• Task instructions: Collect every line of the data below that contains the word "outline" and copy each one.

• Material supplied:
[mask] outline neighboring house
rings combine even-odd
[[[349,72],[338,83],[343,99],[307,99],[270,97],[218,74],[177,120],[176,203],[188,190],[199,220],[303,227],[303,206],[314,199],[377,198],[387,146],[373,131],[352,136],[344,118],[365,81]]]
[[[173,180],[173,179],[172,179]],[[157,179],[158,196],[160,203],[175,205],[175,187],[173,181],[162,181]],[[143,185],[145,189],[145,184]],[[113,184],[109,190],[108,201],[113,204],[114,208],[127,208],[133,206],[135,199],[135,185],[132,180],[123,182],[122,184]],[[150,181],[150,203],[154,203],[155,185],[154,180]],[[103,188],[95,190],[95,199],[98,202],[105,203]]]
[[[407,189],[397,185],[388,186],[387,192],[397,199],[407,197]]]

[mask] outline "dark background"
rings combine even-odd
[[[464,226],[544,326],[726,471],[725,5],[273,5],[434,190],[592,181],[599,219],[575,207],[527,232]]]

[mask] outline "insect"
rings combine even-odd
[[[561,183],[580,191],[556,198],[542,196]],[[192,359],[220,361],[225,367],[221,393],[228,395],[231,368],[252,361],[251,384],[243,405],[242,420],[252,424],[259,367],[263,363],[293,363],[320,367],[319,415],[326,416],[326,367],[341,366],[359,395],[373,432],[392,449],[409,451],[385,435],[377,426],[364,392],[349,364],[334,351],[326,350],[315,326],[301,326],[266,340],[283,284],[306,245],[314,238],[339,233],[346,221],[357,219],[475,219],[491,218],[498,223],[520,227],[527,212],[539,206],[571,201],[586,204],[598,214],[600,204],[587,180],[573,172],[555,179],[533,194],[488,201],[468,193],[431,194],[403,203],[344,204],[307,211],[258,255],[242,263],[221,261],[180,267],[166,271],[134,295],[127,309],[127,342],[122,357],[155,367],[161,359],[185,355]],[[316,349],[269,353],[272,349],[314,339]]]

• The solution:
[mask] outline neighboring house
[mask] outline "dark background"
[mask] outline "insect"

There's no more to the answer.